Bloc de texte:

--- --- ---

Oxmo Puccino - L'arme de paix (2009)

Publié le 22 mars 2009 par Oreilles
Après son échappée jazz réussie sous les auspices du label Blue Note il y a déjà deux ans, Oxmo Puccino nous revient cette semaine avec L'arme de paix, sa cinquième livraison solo. Foin de concept-album cette fois-ci, le rappeur francilien renoue avec une mouture plus traditionnelle, poursuivant néanmoins l'exploration des sentiers de la soul et du jazz, et, par moment, s'essayant à la chanson, nous faisant ainsi comprendre pouquoi certains tendent à le surnommer le “Black Jacques Brel”. Instrumentaux soignés et épurés, lyrics poétiques posés avec prestance et hauteur, rime généreuse, sont, comme à l'accoutumée, au rendez-vous, sur un ce disque qui certes n'égale pas les classiques que sont devenus Opéra Puccino (1998) et L'amour est mort (2001) mais donne – était-ce nécessaire – une énième preuve du talent d'écriture inextinguible de ce grand Monsieur du rap français.

Il est vrai, on pourrait se dire que ce bon vieux briscard d'Oxmo nous ressort parfois quelques recettes désuètes du rap français des nineties – dont l'usage répété d'un refrain rn'b-soul chanté n'est certainement pas le plus noble agrément – mais comment le lui rapprocher, à lui qui oeuvre depuis des années pour un rap distingué et savamment écrit, loin des récifs périlleux et vulgaires du Dirty South à la sauce hexagonale. Oxmo est là, toujours là. Gouailleur et égotripé, jonglant avec les mots de sa voix de stentor, conteur érudit de la rue et des dépressions de la vie. Pas triste, simplement juste et immédiat.

--- --- ---

Matériel extrait:

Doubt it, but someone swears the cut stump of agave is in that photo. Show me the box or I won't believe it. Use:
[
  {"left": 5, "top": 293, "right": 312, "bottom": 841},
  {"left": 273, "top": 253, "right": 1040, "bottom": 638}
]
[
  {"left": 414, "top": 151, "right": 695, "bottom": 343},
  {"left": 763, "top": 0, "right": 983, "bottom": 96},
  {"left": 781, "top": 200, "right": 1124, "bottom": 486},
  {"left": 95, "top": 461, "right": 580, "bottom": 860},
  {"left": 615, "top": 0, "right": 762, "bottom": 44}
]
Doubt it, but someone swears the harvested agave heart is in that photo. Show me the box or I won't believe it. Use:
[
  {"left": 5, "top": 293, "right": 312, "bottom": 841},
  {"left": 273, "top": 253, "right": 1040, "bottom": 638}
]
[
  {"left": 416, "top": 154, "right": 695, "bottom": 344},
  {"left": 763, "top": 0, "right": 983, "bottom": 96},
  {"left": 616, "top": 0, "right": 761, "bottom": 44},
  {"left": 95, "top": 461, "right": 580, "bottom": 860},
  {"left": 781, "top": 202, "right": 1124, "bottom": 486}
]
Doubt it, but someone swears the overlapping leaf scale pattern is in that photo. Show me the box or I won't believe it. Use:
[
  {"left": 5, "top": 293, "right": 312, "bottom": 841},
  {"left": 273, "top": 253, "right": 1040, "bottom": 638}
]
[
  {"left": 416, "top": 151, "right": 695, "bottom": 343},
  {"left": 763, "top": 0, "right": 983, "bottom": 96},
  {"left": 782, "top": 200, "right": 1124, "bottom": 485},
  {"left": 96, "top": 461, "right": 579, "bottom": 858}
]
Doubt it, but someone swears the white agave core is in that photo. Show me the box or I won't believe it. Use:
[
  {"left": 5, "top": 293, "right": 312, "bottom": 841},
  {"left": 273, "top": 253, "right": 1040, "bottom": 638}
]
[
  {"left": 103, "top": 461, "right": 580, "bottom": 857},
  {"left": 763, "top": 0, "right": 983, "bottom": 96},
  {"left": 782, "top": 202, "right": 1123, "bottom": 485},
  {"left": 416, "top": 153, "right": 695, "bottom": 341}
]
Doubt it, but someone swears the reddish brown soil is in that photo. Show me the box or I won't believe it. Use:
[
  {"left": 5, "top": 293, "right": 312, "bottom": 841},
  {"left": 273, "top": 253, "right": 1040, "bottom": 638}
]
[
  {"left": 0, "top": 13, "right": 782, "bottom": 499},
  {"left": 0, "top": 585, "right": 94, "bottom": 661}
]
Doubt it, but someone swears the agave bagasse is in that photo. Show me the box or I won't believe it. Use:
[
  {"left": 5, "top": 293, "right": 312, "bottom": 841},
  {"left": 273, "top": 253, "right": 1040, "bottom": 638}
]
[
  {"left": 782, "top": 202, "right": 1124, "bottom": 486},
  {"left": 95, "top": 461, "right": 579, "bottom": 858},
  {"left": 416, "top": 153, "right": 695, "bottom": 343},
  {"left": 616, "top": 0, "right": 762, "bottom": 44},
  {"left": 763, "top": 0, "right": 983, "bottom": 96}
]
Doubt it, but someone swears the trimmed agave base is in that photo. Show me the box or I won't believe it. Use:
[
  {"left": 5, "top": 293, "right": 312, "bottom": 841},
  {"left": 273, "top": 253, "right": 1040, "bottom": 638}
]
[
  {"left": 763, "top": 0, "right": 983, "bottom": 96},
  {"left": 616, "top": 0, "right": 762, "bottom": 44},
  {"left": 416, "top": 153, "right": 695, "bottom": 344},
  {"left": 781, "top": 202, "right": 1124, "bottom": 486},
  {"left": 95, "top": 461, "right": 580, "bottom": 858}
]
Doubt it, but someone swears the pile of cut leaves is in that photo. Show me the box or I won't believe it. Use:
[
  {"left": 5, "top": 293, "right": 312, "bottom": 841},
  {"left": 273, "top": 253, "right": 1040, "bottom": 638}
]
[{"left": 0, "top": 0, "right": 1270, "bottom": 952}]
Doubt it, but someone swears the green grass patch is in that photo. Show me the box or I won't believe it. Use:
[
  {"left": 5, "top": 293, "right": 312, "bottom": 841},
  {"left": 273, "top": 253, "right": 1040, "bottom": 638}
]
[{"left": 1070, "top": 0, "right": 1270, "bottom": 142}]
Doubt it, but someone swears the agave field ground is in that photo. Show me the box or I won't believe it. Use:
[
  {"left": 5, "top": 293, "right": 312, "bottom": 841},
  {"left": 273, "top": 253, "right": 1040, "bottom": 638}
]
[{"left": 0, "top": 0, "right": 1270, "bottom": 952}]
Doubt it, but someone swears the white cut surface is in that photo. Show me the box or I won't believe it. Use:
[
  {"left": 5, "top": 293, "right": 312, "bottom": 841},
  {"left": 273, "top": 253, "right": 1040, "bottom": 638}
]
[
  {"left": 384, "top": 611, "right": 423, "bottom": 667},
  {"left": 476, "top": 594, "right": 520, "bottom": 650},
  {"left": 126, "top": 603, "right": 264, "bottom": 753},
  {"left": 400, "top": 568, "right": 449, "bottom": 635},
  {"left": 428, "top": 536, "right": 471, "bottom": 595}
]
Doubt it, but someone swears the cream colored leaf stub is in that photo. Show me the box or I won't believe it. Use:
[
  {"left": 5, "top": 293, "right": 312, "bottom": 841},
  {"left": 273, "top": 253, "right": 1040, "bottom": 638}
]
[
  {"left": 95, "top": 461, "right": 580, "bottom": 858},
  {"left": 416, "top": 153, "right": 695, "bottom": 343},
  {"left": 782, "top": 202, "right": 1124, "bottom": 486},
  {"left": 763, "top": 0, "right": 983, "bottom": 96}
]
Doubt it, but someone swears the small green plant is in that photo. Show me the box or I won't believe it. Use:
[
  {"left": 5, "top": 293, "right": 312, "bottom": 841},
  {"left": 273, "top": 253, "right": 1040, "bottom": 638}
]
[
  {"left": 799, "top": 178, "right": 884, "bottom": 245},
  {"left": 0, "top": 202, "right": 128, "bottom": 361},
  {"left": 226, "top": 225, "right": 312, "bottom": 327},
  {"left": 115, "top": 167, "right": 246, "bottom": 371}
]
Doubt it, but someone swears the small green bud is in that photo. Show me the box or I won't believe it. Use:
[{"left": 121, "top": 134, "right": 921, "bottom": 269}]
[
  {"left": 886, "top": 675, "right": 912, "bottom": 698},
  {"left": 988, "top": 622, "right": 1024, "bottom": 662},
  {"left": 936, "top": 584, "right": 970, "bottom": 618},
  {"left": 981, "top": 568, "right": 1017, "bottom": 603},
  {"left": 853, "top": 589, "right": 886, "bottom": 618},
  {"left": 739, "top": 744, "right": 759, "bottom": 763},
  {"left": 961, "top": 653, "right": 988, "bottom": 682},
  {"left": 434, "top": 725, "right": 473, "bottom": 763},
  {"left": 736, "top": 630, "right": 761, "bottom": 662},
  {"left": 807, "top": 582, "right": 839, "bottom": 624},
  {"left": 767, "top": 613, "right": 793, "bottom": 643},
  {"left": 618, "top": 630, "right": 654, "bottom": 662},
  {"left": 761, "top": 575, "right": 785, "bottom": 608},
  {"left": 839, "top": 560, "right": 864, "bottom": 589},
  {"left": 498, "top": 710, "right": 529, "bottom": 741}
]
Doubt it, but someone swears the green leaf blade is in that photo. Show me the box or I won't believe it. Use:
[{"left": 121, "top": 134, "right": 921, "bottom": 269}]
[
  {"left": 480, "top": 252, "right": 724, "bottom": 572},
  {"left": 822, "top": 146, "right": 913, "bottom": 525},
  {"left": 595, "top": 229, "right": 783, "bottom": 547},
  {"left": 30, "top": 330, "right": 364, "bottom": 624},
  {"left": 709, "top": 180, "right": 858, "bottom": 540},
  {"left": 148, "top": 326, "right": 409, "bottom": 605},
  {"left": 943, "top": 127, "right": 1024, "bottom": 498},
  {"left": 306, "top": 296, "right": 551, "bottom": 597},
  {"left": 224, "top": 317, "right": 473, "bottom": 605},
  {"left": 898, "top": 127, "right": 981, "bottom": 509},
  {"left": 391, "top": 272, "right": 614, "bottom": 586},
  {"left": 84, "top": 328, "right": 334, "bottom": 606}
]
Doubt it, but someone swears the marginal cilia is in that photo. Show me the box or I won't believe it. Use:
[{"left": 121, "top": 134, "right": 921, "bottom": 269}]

--- --- ---

Travail à faire:
[1] Selon la critique de l'album L'arme de paix, pourquoi certains surnomment-ils Oxmo Puccino le « Black Jacques Brel » ? Répondez en une à trois phrases.
[2] Relevez tous les albums d'Oxmo Puccino cités par leur titre dans la critique, avec l'année indiquée pour chacun.
[3] Poursuivez la critique de l'album L'arme de paix après sa dernière phrase.
Ce matériel provient d'une autre source que le texte.

Corrigés:
[1] Sur ce disque, Oxmo Puccino s'essaie par moments à la chanson. C'est ce qui permet de comprendre pourquoi certains lui donnent ce surnom.

[2]
- L'arme de paix (2009)
- Opéra Puccino (1998)
- L'amour est mort (2001)

[3]
Au fil des années, ses questionnements et ses envies ont changé, forcément. Oxmo a pris de la bouteille, comme tout le monde. Et si, aujourd'hui, une certaine rondeur du verbe semble parfois le disputer aux mots acerbes d'antant, le rappeur reste ce noble poète du hip hop français, railleur et lucide, maître de la métaphore emprunt d'une louable sagesse populaire. Sur L'arme de paix, Puccino ne délaisse pas ses thèmes de prédilection. Amitié, trahison, vérité parmi ses habituelles préoccupations. Comme une évidence, il nous parle également des femmes avec “J'te connaissais pas”, légèrement bluette, ou “Les unes les autres”, plus badine. Mais, épreuve du temps oblige, il évoque aussi les années qui passent, la fluctuation des amitiés et des amours, sur le titre d'ouverture “365 jours” ou, en compagnie de Sly Johnson du Saïan Supa Crew, sur “Partir 5 mn” et “Tirer des traits” (Joli titre... non Dave ?). Toujours avec poésie et charisme.

Musicalement parlant, Oxmo prolonge et explore les pistes ouvertes lors de sa collaboration avec les Jazz Bastards sur Lipopette Bar. Jazz, soul ou funk, les mélodies brillent par leur fine instrumention (guitares acoustiques et électriques, contrebasses, violons, claviers, synthé, et autres batteries feutrées) et leur pureté. “Masterciel”, permier extrait de l'album, s'illustre par son aridité, à base de toms de batterie et de pointes “lasers” électroniques, totalement sublimée par un final constrastant, en forme de solo de guitare hendrixien. Avec “Sur la route d'Amsterdam”, en la surprenante compagnie d'Olivia Ruiz, Oxmo se met à la chanson, dans un réaliste et entraînant clin d'oeil à Jacques Brel. De là à dire que le premier s'inscrit dans la filiation du second, il y a là un pas que je ne franchirai pas. Pour autant, je n'aurai de cesse de louer ce grand et indispensable Monsieur Puccino.

En bref : Oxmo Puccino poursuit l'exploration des pistes jazzy ouvertes sur son précédent album, Lipopette Bar. Dépouillé et toujours aussi poétique, d'une grande noblesse, un très joli disque de plus à mettre au compteur du Black Popeye. Pas le meilleur, mais du reste un très beau jet de cet insubmersible tribun.

Le site web et le myspace d'Oxmo Puccino.

A lire aussi : Oxmo Puccino – Lipopette Bar (2007) et X-Men – J'attaque du mike / Diable rouge (1996)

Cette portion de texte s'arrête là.